### Короткая задача A
Что, по мнению С. Алексиевич, составляет единственно возможную реальность согласно фрагменту о её творчестве?

### Фрагмент текста
В творчестве С. Алексиевич допущенные народные выражения, «неправильности» в
речи, анекдоты не являются средством создания образности, а выполняют более сложную
функцию. С их помощью воспроизводятся не индивидуальные особенности героев, напротив, пласт народного творчества в совокупности с разного рода пророчествами, снами, страхами, включенными в повествование, отражают массовое сознание, с его попытками осмыслить произошедшие события. В наибольшей степени это относится к книгам «Зачарованные
смертью», «Цинковые мальчики», «Чернобыльская молитва». Возможно, это объясняется
тем, что сложные и неоднозначные события советской истории человек был не в состоянии
постичь рациональными методами познания. И для того, чтобы сохранить свою целостность,
человеку приходилось защищаться, уходя в сферу подсознательного, иррационального. А
все, что находится за гранью сознания, за гранью традиционных представлений, как раз и
привлекает внимание С. Алексиевич. По ее мнению, реальность как таковая непостижима,
единственно возможную реальность составляют чувства людей, отражающие их духовный
опыт.

### Сохранённые записи

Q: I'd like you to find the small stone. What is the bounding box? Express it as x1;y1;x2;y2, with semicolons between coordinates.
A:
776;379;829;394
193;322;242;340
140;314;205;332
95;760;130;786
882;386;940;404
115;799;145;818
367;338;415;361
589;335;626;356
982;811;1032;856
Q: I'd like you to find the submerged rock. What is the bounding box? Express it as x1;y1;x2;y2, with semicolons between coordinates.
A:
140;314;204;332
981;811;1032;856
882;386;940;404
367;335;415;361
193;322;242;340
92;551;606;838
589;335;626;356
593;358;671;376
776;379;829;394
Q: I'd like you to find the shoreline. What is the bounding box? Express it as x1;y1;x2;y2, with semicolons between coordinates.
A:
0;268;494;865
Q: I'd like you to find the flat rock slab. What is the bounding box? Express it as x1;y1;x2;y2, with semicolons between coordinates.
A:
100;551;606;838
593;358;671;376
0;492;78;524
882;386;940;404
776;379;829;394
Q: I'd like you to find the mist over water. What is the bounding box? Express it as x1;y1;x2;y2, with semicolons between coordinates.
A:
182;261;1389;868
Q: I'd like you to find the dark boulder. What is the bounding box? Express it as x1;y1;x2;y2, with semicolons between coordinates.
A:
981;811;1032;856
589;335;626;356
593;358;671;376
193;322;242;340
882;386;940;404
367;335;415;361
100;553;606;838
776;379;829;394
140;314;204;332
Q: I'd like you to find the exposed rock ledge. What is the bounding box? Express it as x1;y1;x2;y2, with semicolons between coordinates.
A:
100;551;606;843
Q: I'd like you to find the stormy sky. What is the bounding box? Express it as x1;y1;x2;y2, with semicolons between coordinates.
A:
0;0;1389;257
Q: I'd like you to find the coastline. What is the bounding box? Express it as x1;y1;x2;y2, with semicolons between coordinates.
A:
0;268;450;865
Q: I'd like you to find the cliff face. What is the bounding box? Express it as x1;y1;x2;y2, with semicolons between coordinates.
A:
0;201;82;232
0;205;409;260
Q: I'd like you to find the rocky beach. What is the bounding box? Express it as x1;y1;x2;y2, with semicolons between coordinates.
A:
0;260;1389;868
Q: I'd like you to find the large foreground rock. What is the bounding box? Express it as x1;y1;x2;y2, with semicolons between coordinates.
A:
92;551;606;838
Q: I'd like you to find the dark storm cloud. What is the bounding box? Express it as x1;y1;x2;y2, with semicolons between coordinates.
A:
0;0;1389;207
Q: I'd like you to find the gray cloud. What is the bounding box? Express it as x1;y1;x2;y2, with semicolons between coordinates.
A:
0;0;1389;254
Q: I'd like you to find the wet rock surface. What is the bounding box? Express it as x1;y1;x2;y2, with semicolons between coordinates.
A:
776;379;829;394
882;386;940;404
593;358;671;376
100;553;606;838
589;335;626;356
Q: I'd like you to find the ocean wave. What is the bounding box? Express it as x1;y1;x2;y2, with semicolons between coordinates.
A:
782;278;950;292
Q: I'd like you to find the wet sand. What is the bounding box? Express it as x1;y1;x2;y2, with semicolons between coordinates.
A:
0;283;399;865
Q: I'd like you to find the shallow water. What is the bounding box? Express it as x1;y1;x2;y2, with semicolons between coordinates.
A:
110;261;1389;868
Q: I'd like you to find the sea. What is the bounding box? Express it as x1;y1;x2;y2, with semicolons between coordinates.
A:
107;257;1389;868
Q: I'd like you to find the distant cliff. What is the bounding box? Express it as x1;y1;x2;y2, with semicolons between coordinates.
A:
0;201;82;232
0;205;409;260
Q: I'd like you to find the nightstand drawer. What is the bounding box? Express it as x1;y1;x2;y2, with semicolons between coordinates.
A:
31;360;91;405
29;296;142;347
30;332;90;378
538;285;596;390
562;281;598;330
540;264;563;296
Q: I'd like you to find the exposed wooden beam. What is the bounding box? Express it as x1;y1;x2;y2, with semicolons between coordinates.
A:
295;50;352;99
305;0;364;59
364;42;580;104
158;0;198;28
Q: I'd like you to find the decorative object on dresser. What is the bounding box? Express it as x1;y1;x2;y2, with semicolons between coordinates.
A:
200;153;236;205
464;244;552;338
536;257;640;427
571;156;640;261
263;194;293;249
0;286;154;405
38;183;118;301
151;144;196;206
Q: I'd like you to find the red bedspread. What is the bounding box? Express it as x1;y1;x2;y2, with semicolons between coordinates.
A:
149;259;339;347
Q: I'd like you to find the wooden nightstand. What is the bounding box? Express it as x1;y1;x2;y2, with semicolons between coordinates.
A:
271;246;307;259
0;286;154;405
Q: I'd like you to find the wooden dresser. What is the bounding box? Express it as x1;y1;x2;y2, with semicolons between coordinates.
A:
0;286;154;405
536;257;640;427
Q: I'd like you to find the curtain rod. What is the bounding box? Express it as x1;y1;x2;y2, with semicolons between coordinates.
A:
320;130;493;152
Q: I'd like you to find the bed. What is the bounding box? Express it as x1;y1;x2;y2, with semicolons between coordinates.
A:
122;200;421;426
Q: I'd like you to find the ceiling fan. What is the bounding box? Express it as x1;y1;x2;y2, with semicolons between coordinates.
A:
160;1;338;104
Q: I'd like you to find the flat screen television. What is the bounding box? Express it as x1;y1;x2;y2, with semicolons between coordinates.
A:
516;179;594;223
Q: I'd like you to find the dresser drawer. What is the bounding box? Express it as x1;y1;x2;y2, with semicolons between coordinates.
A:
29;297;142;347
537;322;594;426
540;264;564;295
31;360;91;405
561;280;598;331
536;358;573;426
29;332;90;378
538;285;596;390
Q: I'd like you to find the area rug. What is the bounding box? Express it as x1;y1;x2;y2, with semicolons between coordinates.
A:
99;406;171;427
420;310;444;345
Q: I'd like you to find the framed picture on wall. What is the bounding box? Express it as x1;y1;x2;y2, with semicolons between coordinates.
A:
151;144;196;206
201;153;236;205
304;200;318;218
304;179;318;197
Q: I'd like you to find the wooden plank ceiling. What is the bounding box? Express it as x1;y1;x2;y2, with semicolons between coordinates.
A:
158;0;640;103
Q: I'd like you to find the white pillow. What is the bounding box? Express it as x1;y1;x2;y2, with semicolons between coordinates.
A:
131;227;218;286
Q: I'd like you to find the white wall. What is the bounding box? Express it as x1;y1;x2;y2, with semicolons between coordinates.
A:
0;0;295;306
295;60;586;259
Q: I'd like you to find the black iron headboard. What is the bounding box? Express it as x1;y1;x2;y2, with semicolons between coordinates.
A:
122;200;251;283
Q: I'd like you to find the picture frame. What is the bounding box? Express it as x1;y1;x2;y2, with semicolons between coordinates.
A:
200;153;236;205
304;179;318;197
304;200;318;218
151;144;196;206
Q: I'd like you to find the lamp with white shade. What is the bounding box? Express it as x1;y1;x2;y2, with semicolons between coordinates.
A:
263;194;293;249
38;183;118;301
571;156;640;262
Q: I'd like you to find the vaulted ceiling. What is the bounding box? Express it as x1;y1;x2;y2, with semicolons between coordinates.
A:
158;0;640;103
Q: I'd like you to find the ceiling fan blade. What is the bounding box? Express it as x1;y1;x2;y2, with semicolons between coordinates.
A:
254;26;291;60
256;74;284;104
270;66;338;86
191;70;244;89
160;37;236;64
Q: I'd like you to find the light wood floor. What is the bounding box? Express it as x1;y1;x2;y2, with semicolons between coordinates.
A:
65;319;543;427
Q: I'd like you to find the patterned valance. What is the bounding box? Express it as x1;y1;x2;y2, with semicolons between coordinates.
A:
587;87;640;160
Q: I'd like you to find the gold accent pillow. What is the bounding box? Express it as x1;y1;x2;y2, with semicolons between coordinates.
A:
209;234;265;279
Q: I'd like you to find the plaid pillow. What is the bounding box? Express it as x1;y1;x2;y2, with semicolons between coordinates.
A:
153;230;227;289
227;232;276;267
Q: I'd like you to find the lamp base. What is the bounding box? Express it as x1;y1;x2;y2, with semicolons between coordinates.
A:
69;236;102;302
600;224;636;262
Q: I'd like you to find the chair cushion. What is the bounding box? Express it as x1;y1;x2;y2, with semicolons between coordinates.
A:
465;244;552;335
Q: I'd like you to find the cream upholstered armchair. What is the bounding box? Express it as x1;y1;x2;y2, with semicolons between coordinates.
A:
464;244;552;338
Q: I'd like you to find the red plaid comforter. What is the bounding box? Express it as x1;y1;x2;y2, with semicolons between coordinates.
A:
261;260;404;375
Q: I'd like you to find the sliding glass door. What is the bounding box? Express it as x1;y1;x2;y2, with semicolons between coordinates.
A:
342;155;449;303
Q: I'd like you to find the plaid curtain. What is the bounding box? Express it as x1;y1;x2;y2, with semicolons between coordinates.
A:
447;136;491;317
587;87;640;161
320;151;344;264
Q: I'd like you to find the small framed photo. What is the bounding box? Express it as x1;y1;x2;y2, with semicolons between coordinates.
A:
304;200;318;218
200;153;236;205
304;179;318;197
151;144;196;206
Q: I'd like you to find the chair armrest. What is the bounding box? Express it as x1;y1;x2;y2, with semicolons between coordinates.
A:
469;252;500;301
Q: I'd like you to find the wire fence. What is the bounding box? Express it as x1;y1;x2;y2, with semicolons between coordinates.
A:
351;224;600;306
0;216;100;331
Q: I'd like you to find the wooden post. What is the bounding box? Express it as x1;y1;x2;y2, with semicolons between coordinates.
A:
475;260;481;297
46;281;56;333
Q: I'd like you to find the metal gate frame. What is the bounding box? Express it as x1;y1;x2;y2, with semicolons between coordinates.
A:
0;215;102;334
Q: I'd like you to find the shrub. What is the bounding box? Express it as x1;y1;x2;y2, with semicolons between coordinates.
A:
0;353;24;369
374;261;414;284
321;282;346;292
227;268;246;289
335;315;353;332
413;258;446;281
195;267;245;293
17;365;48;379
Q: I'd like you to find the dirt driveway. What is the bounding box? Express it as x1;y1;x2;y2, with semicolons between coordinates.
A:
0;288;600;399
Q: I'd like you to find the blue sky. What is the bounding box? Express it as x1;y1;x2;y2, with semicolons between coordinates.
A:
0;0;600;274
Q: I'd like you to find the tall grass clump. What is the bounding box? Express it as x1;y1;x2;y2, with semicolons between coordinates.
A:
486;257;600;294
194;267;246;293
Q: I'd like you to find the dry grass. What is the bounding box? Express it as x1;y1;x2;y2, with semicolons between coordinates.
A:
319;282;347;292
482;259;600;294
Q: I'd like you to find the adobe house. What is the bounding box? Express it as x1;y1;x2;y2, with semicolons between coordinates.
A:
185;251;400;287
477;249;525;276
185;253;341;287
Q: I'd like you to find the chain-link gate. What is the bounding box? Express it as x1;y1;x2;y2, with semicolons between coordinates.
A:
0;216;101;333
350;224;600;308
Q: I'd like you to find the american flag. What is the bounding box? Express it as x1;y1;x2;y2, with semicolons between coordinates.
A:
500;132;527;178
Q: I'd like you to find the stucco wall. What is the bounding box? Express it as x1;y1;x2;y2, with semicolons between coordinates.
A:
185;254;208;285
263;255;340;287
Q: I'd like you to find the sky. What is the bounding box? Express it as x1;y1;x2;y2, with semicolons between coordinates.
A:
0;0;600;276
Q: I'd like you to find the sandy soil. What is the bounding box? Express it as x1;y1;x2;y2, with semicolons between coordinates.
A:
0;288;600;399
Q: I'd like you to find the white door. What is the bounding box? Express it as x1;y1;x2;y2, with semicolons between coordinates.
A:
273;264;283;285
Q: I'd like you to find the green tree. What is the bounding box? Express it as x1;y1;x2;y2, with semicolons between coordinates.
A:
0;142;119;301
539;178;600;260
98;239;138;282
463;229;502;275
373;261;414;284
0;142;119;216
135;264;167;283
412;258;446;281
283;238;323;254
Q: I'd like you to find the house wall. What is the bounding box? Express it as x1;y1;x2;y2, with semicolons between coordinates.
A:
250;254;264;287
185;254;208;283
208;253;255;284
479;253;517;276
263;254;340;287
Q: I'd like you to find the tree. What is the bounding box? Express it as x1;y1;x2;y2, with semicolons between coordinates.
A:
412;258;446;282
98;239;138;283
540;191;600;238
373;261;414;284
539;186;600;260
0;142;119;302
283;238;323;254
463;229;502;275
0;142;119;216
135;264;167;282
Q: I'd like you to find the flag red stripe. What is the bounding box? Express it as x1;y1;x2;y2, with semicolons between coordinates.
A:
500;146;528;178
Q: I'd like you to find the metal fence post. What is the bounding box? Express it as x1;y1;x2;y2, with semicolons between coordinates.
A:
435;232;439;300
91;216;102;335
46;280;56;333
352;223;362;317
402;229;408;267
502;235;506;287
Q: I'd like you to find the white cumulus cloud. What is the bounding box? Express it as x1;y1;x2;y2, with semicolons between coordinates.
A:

### Короткая задача B
Обнови записи между строками с «Q: I'd like you to find the curtain» и «516;179;594;223» включительно: замени «bounding box» на «frame», а всё остальное оставь как есть.

### Полный ответ A
Чувства людей, отражающие их духовный опыт.

### Полный ответ B
Q: I'd like you to find the curtain rod. What is the frame? Express it as x1;y1;x2;y2, with semicolons between coordinates.
A:
320;130;493;152
Q: I'd like you to find the bed. What is the frame? Express it as x1;y1;x2;y2, with semicolons between coordinates.
A:
122;200;421;426
Q: I'd like you to find the ceiling fan. What is the frame? Express it as x1;y1;x2;y2, with semicolons between coordinates.
A:
160;1;338;104
Q: I'd like you to find the flat screen television. What is the frame? Express it as x1;y1;x2;y2, with semicolons between coordinates.
A:
516;179;594;223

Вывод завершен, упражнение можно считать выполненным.